ИСХОДНЫЙ ТЕКСТ:
####################

ЛЮБОВЬ К ПЕЙЗАЖУ. – Классы людей, выросших среди природы, вдали от городов, никогда не понимают красоты пейзажа. Красота животных более доступна им, да и то не вполне. Не красота животного, а признаки его полезности понятны крестьянину. Отложим пока обсуждение этого вопроса, и позвольте мне выразить свою мысль голословно; впоследствии я обещаю подтвердить ее основательными доказательствами.

Только развитые люди могут видеть красоту пейзажа; только музыкой, литературой и живописью дается развитие. Таким образом, приобретенное, оно передается наследственно; потомок развитой расы имеет врожденное чувство красоты, оно коренится в тех искусствах, которыми предки его занимались за несколько сот лет до его рождения. Заметьте следующую черту, одну из прекраснейших черт природы человеческой. Потомки благородных рас, воспитанные среди произведений искусства и подвизающиеся на поприще великих дел, любят в пейзажах своей родины воспоминания ее; это чувство нельзя внушить или передать кому-либо, оно бывает только врожденным; это награда и венец долгой, великой исторической жизни народа; слава великих предков длинным рядом веков распространяется мало-помалу и на ту землю, где они жили. Материнство земли, тайна Деметры, которая всех нас породила и всех нас примет в свое лоно, окружает нас и пробуждает в нас трепет при виде поля или ручья; она придает священное значение пограничной меже, которую никто не может нарушить, и воде, которую никто не смеет осквернить; воспоминания о прошлых славных днях и умерших любимых людях превращает каждую скалу в надгробный памятник с таинственной надписью и каждой тропинке сообщает трагическую прелесть запустения.

В этом заключается глубокая причина любви к пейзажу, врожденной более или менее нам всем, по мере глубины наших чувств. Поймите это ясно, и пусть ничто в этом вопросе не смущает вас; вы должны чувствовать всеми силами своей молодости, что нация только тогда достойна той родины, которую получила от предков, когда всеми делами и всеми искусствами стремится передать ее своим детям еще прекраснее, чем нашла ее.

НЕОБХОДИМОСТЬ ВЫМЫСЛА В ИСКУССТВЕ. – Если взять кусок какой-нибудь мягкой, грациозно драпирующейся материи и как попало набросить ее на жердь, получится ряд извилистых складок, с цепью изгибов; всякий раз она расположится одинаково красиво, хотя всякий раз будет располагаться совершенно иначе. Но вообразите, что перед вами, вместо жерди, прекрасная голая статуя и что драпировку вы набрасываете на нее. Вы можете совершенно укутать и скрыть ее формы; можете оставить открытыми одни части и закрыть другие, или показать контуры тела под тонким покровом; но в девяносто девяти случаях из ста вам захочется совсем снять драпировку; вы почувствуете, что она некстати, что она мешает, и поскорее сдернете ее. Как ни мягка будет материя, как ни осторожно обернуты ею члены, складки всегда покажутся чем-то чуждым покрытому ими телу, как струи проливного дождя будут падать с нее и неприятно скопляться во впадинах. Вам нужно будет их раздергать туда и сюда; тут подтянуть, там сделать посвободнее, и вы только тогда удовлетворитесь, когда будете располагать ими так же, как располагало бы живое человеческое тело, если бы драпировка была надета на нем. Но как бы вы ни старались, вы никогда не угодите себе, если вам стоит угождать. Драпировка на безжизненной фигуре, несмотря на все ваши старания, никогда не ляжет так, как она легла бы, если бы фигура свободным движением стала в ту позу, в какой вы ее видите. Живописная одежда на живом человеке, остановившемся в грациозном движении, расположится каждый раз новыми и всегда красивыми складками, но каждое новое движение будет менять их и лишить вас возможности их копировать.

####################

ИМЕЮЩИЕСЯ ДАННЫЕ:
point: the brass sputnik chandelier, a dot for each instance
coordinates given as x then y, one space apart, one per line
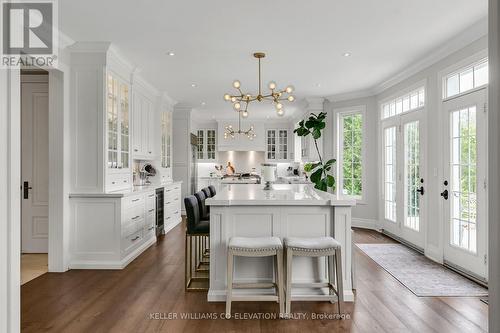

####################

ВАШЕ ЗАДАНИЕ: Определите, согласуются ли с исходным текстом следующие утверждения: (a) крестьянину понятна красота животного; (b) приобретенное развитие передается наследственно; (c) драпировка на безжизненной фигуре при должном старании может лечь так же, как на фигуре, вставшей в позу свободным движением. Для каждого утверждения ответьте «да» или «нет» и дословно процитируйте решающие слова текста.

ОТВЕТ НА ЗАДАНИЕ:
(a) Нет: «Не красота животного, а признаки его полезности понятны крестьянину».
(b) Да: «Таким образом, приобретенное, оно передается наследственно».
(c) Нет: «Драпировка на безжизненной фигуре, несмотря на все ваши старания, никогда не ляжет так, как она легла бы, если бы фигура свободным движением стала в ту позу, в какой вы ее видите».